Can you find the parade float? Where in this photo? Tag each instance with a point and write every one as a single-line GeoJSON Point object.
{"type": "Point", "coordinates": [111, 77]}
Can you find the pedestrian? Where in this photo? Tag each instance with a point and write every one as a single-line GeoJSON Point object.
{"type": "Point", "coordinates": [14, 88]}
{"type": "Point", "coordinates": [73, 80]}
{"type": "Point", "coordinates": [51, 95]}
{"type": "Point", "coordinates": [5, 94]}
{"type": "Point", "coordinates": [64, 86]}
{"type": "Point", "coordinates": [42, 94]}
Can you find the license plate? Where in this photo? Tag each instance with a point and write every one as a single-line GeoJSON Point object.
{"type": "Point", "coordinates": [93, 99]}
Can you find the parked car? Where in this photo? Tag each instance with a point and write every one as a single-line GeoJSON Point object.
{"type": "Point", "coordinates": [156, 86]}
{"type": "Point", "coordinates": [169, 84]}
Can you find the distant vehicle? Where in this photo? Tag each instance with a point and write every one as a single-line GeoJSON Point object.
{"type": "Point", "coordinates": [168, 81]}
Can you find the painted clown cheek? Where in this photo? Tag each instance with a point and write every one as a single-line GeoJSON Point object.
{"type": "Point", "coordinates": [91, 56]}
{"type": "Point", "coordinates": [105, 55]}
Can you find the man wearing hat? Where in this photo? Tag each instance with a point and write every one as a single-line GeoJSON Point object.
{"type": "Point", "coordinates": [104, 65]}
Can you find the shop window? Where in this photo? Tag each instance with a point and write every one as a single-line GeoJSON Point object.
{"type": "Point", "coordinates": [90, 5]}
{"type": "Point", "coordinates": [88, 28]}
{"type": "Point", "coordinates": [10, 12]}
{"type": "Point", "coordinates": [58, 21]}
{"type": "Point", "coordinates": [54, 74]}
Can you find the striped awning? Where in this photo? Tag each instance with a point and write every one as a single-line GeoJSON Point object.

■ ■ ■

_Problem statement_
The complete set of entries above must be reproduced verbatim.

_The answer_
Can you find the parade float? Where in this photo? Tag each instance with a point and write every one as a single-line GeoJSON Point object.
{"type": "Point", "coordinates": [111, 77]}
Can you find the pedestrian? Where in this photo? Tag each instance with a point and write every one as a single-line GeoJSON Point object.
{"type": "Point", "coordinates": [14, 88]}
{"type": "Point", "coordinates": [73, 80]}
{"type": "Point", "coordinates": [51, 95]}
{"type": "Point", "coordinates": [5, 94]}
{"type": "Point", "coordinates": [64, 86]}
{"type": "Point", "coordinates": [42, 94]}
Can you find the license plate? Where in this photo? Tag each instance with a point and write every one as a single-line GeoJSON Point object.
{"type": "Point", "coordinates": [93, 99]}
Can you find the parked car? Where in this photo? Tag each instance with a point and write every one as a single-line GeoJSON Point object.
{"type": "Point", "coordinates": [156, 86]}
{"type": "Point", "coordinates": [169, 84]}
Can you find the distant vehicle? Where in this photo? Tag each instance with a point and write every one as a single-line GeoJSON Point object.
{"type": "Point", "coordinates": [168, 81]}
Can you find the painted clown cheek? Where in this photo? Tag each instance with a point and write every one as a single-line GeoJSON Point object.
{"type": "Point", "coordinates": [91, 56]}
{"type": "Point", "coordinates": [105, 55]}
Can you find the man wearing hat? Where in this photo? Tag each instance with a point and write every one as a single-line GeoJSON Point object.
{"type": "Point", "coordinates": [104, 65]}
Can you find the shop window? Where in this photo? Tag each instance with a point and write every one as a single-line GeoJSON Point object.
{"type": "Point", "coordinates": [90, 5]}
{"type": "Point", "coordinates": [88, 28]}
{"type": "Point", "coordinates": [10, 12]}
{"type": "Point", "coordinates": [58, 21]}
{"type": "Point", "coordinates": [54, 74]}
Can you find the striped awning? Where in this photo? Tag each instance with a point and write every one as a single-line GeoJSON Point object.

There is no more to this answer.